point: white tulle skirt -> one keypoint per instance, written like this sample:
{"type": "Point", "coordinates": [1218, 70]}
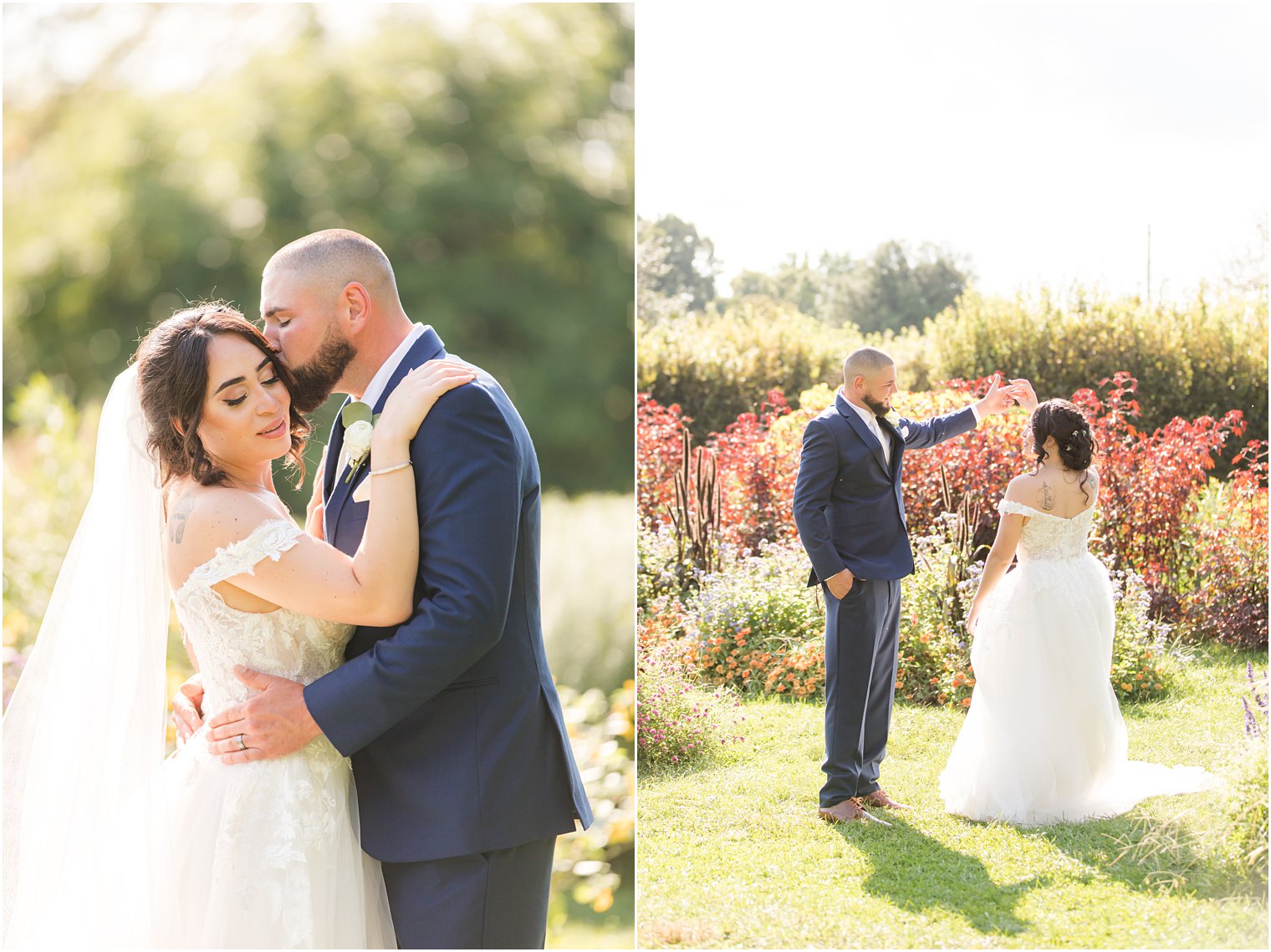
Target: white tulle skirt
{"type": "Point", "coordinates": [1044, 740]}
{"type": "Point", "coordinates": [214, 856]}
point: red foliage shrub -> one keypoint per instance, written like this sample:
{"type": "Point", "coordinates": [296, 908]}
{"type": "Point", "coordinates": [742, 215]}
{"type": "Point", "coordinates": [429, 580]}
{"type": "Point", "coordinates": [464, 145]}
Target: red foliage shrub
{"type": "Point", "coordinates": [1229, 603]}
{"type": "Point", "coordinates": [757, 480]}
{"type": "Point", "coordinates": [1146, 481]}
{"type": "Point", "coordinates": [659, 456]}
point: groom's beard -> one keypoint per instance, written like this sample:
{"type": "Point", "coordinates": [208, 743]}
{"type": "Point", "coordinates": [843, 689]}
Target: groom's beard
{"type": "Point", "coordinates": [318, 378]}
{"type": "Point", "coordinates": [877, 407]}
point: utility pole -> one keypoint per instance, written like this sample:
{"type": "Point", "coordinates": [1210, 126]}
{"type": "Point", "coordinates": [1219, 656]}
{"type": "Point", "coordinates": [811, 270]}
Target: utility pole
{"type": "Point", "coordinates": [1149, 265]}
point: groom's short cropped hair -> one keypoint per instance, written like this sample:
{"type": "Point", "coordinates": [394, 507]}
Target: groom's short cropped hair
{"type": "Point", "coordinates": [337, 257]}
{"type": "Point", "coordinates": [865, 360]}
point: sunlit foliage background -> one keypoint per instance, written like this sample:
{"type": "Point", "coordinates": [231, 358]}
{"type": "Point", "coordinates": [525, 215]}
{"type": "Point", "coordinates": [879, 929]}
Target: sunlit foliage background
{"type": "Point", "coordinates": [156, 154]}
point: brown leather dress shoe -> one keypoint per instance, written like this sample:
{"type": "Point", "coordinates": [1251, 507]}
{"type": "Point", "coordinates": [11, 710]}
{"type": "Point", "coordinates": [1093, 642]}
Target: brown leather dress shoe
{"type": "Point", "coordinates": [848, 811]}
{"type": "Point", "coordinates": [880, 798]}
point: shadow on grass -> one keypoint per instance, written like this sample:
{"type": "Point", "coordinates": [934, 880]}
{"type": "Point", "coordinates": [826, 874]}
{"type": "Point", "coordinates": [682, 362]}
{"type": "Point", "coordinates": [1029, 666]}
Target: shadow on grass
{"type": "Point", "coordinates": [916, 872]}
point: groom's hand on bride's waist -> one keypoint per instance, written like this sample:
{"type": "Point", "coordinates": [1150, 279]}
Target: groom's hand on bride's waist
{"type": "Point", "coordinates": [187, 708]}
{"type": "Point", "coordinates": [273, 724]}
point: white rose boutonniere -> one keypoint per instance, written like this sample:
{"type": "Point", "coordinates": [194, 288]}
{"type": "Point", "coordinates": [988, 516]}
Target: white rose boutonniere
{"type": "Point", "coordinates": [359, 426]}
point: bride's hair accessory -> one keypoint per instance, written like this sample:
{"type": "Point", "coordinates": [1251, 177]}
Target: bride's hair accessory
{"type": "Point", "coordinates": [1074, 441]}
{"type": "Point", "coordinates": [171, 371]}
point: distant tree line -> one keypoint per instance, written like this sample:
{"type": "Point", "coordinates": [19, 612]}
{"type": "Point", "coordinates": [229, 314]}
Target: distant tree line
{"type": "Point", "coordinates": [894, 288]}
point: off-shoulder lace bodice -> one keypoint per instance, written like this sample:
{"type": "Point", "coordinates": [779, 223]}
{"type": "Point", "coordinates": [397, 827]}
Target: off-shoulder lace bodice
{"type": "Point", "coordinates": [268, 852]}
{"type": "Point", "coordinates": [1048, 537]}
{"type": "Point", "coordinates": [280, 642]}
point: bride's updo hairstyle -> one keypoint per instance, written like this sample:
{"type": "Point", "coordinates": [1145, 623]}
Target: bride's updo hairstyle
{"type": "Point", "coordinates": [1072, 432]}
{"type": "Point", "coordinates": [171, 373]}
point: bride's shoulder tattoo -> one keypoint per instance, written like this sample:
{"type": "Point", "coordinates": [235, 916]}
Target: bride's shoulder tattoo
{"type": "Point", "coordinates": [177, 524]}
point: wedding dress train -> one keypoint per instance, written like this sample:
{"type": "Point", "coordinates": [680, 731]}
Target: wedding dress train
{"type": "Point", "coordinates": [1044, 740]}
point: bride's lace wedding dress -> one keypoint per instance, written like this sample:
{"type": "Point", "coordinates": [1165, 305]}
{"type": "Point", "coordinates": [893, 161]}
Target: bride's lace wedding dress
{"type": "Point", "coordinates": [108, 844]}
{"type": "Point", "coordinates": [1044, 740]}
{"type": "Point", "coordinates": [234, 856]}
{"type": "Point", "coordinates": [261, 854]}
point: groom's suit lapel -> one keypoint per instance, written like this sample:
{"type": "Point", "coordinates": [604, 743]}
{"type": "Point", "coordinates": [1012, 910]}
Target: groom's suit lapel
{"type": "Point", "coordinates": [848, 412]}
{"type": "Point", "coordinates": [897, 445]}
{"type": "Point", "coordinates": [427, 347]}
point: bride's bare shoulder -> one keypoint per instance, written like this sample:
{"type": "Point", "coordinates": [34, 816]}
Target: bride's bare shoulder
{"type": "Point", "coordinates": [202, 519]}
{"type": "Point", "coordinates": [1023, 488]}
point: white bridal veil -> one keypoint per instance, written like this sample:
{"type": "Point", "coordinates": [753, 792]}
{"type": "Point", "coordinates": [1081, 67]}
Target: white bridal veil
{"type": "Point", "coordinates": [85, 726]}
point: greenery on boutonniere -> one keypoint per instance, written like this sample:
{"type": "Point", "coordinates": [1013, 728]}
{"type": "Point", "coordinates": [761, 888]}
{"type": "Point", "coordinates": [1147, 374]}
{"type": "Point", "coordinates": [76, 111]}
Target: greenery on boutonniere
{"type": "Point", "coordinates": [359, 426]}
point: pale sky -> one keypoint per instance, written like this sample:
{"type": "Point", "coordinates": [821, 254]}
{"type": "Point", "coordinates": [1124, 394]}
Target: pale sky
{"type": "Point", "coordinates": [1041, 139]}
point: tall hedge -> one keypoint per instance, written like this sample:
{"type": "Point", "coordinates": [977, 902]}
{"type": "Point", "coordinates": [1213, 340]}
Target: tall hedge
{"type": "Point", "coordinates": [1200, 359]}
{"type": "Point", "coordinates": [1194, 360]}
{"type": "Point", "coordinates": [717, 366]}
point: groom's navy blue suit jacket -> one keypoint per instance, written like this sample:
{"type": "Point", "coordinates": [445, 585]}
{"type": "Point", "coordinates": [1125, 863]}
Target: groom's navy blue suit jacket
{"type": "Point", "coordinates": [452, 720]}
{"type": "Point", "coordinates": [848, 503]}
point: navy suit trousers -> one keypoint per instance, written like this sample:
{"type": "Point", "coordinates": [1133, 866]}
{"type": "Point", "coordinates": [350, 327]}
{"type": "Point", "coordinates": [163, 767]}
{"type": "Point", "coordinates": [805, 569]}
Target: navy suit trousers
{"type": "Point", "coordinates": [481, 900]}
{"type": "Point", "coordinates": [862, 634]}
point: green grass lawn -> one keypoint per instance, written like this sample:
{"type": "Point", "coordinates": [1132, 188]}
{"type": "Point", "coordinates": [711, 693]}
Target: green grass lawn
{"type": "Point", "coordinates": [732, 854]}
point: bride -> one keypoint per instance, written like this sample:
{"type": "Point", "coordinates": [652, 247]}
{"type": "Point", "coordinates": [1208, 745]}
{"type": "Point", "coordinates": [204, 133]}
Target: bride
{"type": "Point", "coordinates": [1044, 740]}
{"type": "Point", "coordinates": [107, 844]}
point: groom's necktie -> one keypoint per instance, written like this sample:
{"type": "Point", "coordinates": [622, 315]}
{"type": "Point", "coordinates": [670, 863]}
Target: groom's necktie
{"type": "Point", "coordinates": [884, 439]}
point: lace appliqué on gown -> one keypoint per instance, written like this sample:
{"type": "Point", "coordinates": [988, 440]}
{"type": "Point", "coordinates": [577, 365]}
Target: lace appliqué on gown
{"type": "Point", "coordinates": [266, 853]}
{"type": "Point", "coordinates": [1044, 740]}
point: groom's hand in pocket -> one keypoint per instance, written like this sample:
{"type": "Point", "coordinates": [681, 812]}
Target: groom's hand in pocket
{"type": "Point", "coordinates": [273, 724]}
{"type": "Point", "coordinates": [840, 583]}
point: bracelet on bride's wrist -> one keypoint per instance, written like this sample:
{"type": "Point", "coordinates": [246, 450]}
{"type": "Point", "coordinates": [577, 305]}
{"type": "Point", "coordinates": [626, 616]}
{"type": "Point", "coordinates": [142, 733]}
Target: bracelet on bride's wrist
{"type": "Point", "coordinates": [390, 469]}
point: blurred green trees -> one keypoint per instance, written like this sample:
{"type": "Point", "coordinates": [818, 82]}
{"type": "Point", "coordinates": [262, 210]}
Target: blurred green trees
{"type": "Point", "coordinates": [491, 159]}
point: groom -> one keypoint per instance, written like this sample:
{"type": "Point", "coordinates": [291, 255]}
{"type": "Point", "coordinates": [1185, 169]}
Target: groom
{"type": "Point", "coordinates": [850, 517]}
{"type": "Point", "coordinates": [461, 754]}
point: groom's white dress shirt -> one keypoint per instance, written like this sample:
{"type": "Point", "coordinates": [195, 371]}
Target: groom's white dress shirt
{"type": "Point", "coordinates": [872, 422]}
{"type": "Point", "coordinates": [381, 379]}
{"type": "Point", "coordinates": [885, 441]}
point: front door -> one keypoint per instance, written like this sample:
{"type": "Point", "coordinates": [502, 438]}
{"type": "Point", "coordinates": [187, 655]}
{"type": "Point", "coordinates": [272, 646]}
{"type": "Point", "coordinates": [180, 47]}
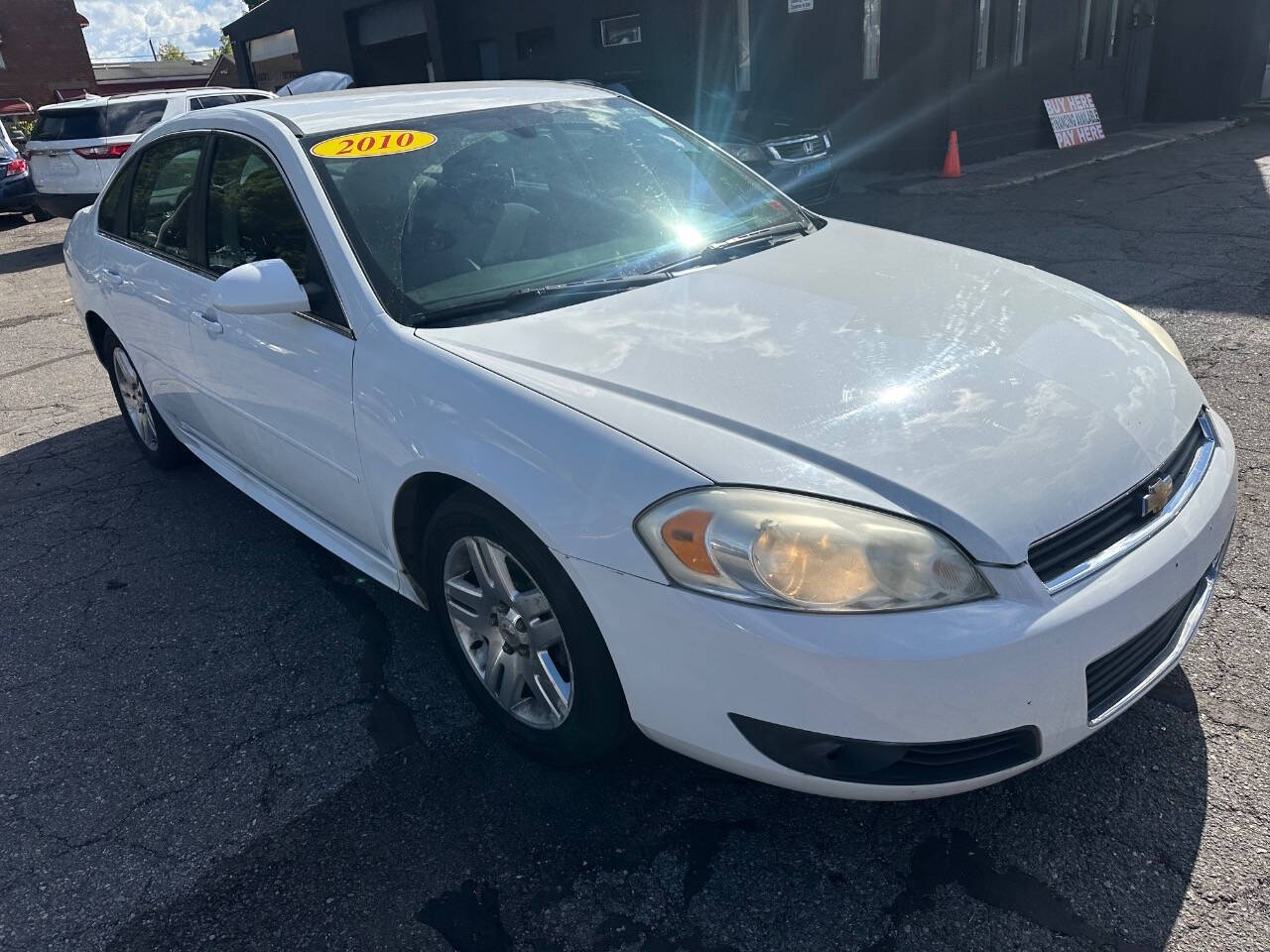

Your task: Report how many lines in the items above contain the string "tulle", with case counting, and give only that number.

Exercise solution: 2